Required action: Apart from the pictures, every line below needs to be reproduced verbatim.

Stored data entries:
####
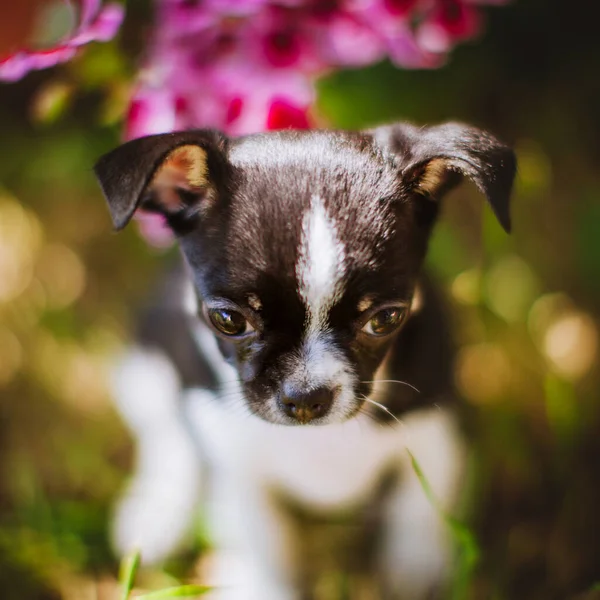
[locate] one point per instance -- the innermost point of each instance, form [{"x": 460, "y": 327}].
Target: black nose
[{"x": 306, "y": 406}]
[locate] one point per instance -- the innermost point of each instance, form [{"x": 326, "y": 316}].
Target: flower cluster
[
  {"x": 95, "y": 23},
  {"x": 250, "y": 65}
]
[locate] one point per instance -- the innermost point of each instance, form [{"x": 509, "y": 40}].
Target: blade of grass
[
  {"x": 127, "y": 571},
  {"x": 463, "y": 537},
  {"x": 182, "y": 591}
]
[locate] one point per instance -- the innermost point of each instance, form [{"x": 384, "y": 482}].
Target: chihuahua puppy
[{"x": 284, "y": 373}]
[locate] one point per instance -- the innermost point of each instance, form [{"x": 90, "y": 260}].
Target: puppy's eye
[
  {"x": 229, "y": 322},
  {"x": 386, "y": 321}
]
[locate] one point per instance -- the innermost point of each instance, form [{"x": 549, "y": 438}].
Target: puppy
[{"x": 286, "y": 370}]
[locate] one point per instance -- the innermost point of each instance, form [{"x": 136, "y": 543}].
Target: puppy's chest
[{"x": 323, "y": 467}]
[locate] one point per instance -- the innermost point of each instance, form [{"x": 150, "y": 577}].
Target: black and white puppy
[{"x": 264, "y": 373}]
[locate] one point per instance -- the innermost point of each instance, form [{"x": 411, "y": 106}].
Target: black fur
[{"x": 247, "y": 243}]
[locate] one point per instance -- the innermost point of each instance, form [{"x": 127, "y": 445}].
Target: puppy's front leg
[
  {"x": 155, "y": 512},
  {"x": 255, "y": 542},
  {"x": 417, "y": 552}
]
####
Task response:
[locate] one point per instance -- the innermost point of each instance, form [{"x": 460, "y": 327}].
Target: black nose
[{"x": 306, "y": 406}]
[locate] one point per instance -- the innermost point of each instance, form [{"x": 326, "y": 316}].
Target: flower cluster
[
  {"x": 95, "y": 23},
  {"x": 250, "y": 65}
]
[locate] one point per instance -- the innermost point of each instance, form [{"x": 509, "y": 40}].
Target: blade of grass
[
  {"x": 127, "y": 571},
  {"x": 463, "y": 537},
  {"x": 182, "y": 591}
]
[locate] one point per instance -- the innermost point of each instance, form [{"x": 384, "y": 482}].
Target: chihuahua puppy
[{"x": 284, "y": 373}]
[locate] one point per instance -- the innermost point of each instance, form [{"x": 90, "y": 260}].
Target: puppy's eye
[
  {"x": 229, "y": 322},
  {"x": 386, "y": 321}
]
[locate] one point per instance -- the innermost point of each instance, form [{"x": 549, "y": 438}].
Target: puppy
[{"x": 286, "y": 370}]
[locate] one point per instance -- the innermost point of each instance, form [{"x": 136, "y": 543}].
Target: puppy's chest
[{"x": 323, "y": 467}]
[locate] one point per instance -- the innermost point of each instance, form [{"x": 150, "y": 577}].
Target: black and white puppy
[{"x": 264, "y": 373}]
[locate] one point per instance -- the innermost point of each instance, form [{"x": 411, "y": 106}].
Target: black fur
[{"x": 247, "y": 243}]
[locate] one point per instance -- the innermost point of each instance, form [{"x": 127, "y": 445}].
Target: puppy's front leg
[
  {"x": 155, "y": 512},
  {"x": 255, "y": 542},
  {"x": 417, "y": 552}
]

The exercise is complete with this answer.